• [Task requirements]: An exact reprint of the whole listing is what the answer must contain.

• [Input records]:
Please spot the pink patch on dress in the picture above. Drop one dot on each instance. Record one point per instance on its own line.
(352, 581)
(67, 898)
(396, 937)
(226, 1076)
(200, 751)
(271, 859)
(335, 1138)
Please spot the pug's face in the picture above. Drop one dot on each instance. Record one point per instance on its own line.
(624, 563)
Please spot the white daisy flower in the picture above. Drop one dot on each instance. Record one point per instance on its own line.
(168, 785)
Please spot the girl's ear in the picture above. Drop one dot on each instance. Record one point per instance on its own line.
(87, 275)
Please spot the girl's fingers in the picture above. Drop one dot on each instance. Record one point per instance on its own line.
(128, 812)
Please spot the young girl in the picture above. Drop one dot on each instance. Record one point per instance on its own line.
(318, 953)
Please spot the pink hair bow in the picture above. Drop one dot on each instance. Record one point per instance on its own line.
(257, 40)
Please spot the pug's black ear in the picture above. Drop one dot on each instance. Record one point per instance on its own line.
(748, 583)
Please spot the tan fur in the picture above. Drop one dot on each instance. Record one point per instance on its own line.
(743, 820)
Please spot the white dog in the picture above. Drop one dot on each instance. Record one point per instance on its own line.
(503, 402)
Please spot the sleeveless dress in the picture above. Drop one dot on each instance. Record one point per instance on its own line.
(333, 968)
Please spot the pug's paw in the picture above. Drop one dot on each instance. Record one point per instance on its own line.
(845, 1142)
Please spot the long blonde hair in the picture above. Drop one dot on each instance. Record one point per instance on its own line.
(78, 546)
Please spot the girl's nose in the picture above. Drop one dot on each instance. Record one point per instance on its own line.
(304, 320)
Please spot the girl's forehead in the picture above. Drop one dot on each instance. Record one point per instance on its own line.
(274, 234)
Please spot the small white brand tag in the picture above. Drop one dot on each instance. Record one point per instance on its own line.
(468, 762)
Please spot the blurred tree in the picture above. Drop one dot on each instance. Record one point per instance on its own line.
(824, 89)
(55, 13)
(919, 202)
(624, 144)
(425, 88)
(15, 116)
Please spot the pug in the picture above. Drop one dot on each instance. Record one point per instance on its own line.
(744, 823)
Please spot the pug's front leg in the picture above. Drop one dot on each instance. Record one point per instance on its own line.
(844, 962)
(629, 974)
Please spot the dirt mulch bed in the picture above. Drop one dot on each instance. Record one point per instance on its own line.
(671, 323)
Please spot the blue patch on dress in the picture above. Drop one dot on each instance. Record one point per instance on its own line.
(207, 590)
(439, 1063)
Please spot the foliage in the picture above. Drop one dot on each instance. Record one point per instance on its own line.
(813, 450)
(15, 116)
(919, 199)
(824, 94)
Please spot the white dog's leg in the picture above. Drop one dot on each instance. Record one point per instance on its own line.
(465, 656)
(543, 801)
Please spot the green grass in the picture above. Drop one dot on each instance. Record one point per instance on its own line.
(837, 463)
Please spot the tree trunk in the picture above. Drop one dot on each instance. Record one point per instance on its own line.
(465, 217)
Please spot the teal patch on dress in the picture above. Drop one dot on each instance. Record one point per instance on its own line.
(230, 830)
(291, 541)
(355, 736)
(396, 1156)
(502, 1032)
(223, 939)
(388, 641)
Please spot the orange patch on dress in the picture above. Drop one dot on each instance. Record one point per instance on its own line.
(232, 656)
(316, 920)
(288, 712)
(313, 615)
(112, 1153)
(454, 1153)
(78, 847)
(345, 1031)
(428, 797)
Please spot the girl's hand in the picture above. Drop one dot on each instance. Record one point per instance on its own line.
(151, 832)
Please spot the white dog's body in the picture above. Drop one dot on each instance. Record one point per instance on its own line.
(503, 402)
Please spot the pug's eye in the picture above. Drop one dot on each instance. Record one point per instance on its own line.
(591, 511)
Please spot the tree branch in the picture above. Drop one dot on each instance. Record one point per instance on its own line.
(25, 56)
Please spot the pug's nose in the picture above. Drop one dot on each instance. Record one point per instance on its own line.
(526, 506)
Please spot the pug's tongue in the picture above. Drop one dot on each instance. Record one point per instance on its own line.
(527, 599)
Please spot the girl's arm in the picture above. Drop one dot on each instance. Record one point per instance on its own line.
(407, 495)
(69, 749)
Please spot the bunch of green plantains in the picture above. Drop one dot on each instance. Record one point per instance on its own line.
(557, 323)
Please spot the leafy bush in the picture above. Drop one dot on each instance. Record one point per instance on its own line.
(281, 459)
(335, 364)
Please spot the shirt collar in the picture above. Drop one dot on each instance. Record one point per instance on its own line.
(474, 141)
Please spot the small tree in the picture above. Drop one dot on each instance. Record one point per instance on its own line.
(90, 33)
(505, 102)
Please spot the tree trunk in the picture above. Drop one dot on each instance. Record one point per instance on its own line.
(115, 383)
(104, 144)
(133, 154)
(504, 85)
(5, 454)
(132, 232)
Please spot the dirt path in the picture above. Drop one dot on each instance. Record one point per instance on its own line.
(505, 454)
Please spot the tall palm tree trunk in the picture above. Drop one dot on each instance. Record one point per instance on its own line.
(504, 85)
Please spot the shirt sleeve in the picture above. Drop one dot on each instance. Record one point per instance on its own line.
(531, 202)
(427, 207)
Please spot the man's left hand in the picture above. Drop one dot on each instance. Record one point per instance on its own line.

• [Reply to the task]:
Please spot the pink patch on dress in the picture above. Drop one dot on each instance. Record one point per instance on its own line.
(352, 581)
(67, 898)
(396, 937)
(226, 1076)
(200, 751)
(271, 859)
(335, 1138)
Please spot the pug's face in the picture above. Drop one dot on each instance. Record one point per instance on its own line.
(624, 563)
Please spot the white daisy flower in the picture above. Drop one dot on each instance. Record one point per instance on its own line.
(168, 785)
Please spot the girl's ear in the picture above. Drop one dot on each instance. Record one point per instance on its own line.
(87, 275)
Please spot the girl's fingers in the picture above. Drop one dot on each instance. Record one point per instance on its own line.
(128, 812)
Please spot the young girl in the picture above. Drop one dot on each instance. Record one point per instance on its own line.
(318, 953)
Please spot the pink hair bow in the picture above. Drop one dot on each instance. Record one point per instance on its own line.
(257, 40)
Please spot the pug's black ear in the picture above. Drop one dot on each instance. Record one point per instance on its own line.
(748, 583)
Please spot the tan fur in the picture above. Drop one dot on each instance. Record one point per instance on its own line.
(743, 820)
Please spot the white dog in the picture above. Drop one dot on each instance. Record one point per instance on its own line.
(503, 402)
Please spot the sleeveless dress in the picture above. Drop one dot on each instance. Record one point per instance on its own line.
(333, 968)
Please spot the pug's paw in the picture above. Drop one dot on each instance. Record one point per instance on its own line.
(845, 1142)
Please spot the long blonde hair in the picture above. Drop one dot on each instance. Record one point per instance on its own line.
(78, 546)
Please spot the girl's nose in the picture above. Drop one dot on each instance. Record one point per instance on its own line.
(304, 320)
Please spot the girl's forehead in the picture above. Drop one dot on each instance. Record one point per instance on its own line.
(274, 234)
Please spot the small white brand tag in the picture above. Drop one dot on each instance. Record one point per instance on its own line.
(468, 762)
Please spot the blurred tree in the picture above. Drop one dot on each instance. Record one point per instance on its own line.
(824, 89)
(55, 13)
(919, 202)
(624, 144)
(425, 88)
(15, 116)
Please spot the pug in the picture above. Drop one dot on each instance. Record one point per instance on its own line.
(744, 823)
Please spot the pug's front leg in the picture above. Drop one dot on each instance. Record one point per instance on its own line.
(844, 962)
(629, 974)
Please spot the dirt mulch bed in the picture above. Drop one dot on each instance. Record one point per instance on its own line.
(671, 323)
Please spot the blue patch on dress in the picture above. Drop one dot on each instance. Record one point per instance on its own line.
(207, 590)
(439, 1063)
Please spot the foliage in the picture above. Drop one dot on each instance. Record one point per instance on its own line.
(813, 450)
(15, 116)
(919, 199)
(824, 94)
Please spot the white dog's leg in the picture above. Drop one dot on each instance. Record one point per instance on its own line.
(465, 656)
(543, 801)
Please spot the green grass in the picture above. Drop one dot on each instance. Record one point per instance on its own line.
(837, 463)
Please spot the tree trunk in the picture above. Drop one dot on each instance. Record one point per instance on its own line.
(465, 217)
Please spot the teal patch on dress in the picture above. Drop one dot on each instance. Record one point per instance on its own line.
(230, 830)
(291, 541)
(355, 736)
(396, 1156)
(502, 1032)
(223, 939)
(388, 641)
Please spot the orange patch on dress in the picture above. Drop one dot on each instance. Record one point per instance on its own line.
(232, 656)
(316, 920)
(288, 712)
(313, 615)
(112, 1153)
(454, 1153)
(78, 847)
(345, 1031)
(428, 797)
Please spot the girl's hand in the picture above. Drop one dot on each instance. Record one point per instance on its own line.
(151, 832)
Please spot the white dog's body in the picture above. Drop one dot on each instance. Record one point per instance on its own line.
(503, 402)
Please spot the pug's eye in the picture above. Drop one dot on each instance. Record one point per instance on its own line.
(591, 511)
Please spot the tree branch in the picture above. Drop one dot on each instance. Record one point per instance on its own line.
(25, 56)
Please spot the pug's nose in the picture above. Drop one dot on each instance. Record one point per instance on its own line.
(526, 506)
Please spot the pug's tongue in the picture above. Drop one dot on each instance. Record one point per instance on its own line.
(527, 599)
Please spot the girl's arm in the picture above. Drop one dot on each instance. Record one point per instance on its own line.
(407, 495)
(69, 749)
Please spot the bunch of green plantains in the picture above. Drop one dot on each instance. Record one point per instance on its own line.
(557, 323)
Please spot the leafy bush in the picture above. Drop one dot on each instance. Record one point per instance on its own line.
(281, 459)
(335, 364)
Please spot the shirt collar in the picture above. Drop one dot on each instance. Record one point per instance on its own line.
(474, 141)
Please spot the small tree in the picture above. Drop one dot on each instance. Record one point per instance on its own line.
(90, 33)
(505, 102)
Please spot the tree trunk in the picture above. Drop one dot on each instance. Record one point per instance on its own line.
(115, 383)
(104, 144)
(133, 154)
(504, 85)
(5, 454)
(132, 232)
Please spot the dirt path in the picture above. Drop one dot on each instance. Record one point per instance on its own line.
(505, 454)
Please spot the tall palm tree trunk in the picture above. Drop one dot on each instance. Record one point per instance on its own line.
(504, 85)
Please spot the shirt sleeve in the picture above. Drop one dot on each instance. Record one point per instance on its own line.
(531, 202)
(427, 207)
Please spot the man's left hand in the picture above. Drop one dot on each instance. Record one point per instance on its own line.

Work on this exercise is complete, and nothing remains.